Segment Start: EXERCISE MATERIAL

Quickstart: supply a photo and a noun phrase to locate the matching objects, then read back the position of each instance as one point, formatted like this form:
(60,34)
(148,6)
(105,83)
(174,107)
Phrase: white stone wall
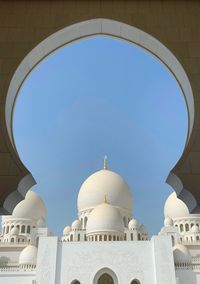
(187,276)
(151,262)
(16,277)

Segment End: EXERCISE MATERIAL

EXERCISE BRIEF> Only the pictures are to be dropped; all other material above must be repeated exactly.

RESPONSE>
Quickstart: supply a photo and a noun phrase to locate the matching objects, then read back the position of each instance as one point, formatted like this form:
(60,34)
(148,6)
(105,83)
(174,107)
Phrase: white stone wall
(187,276)
(151,262)
(16,277)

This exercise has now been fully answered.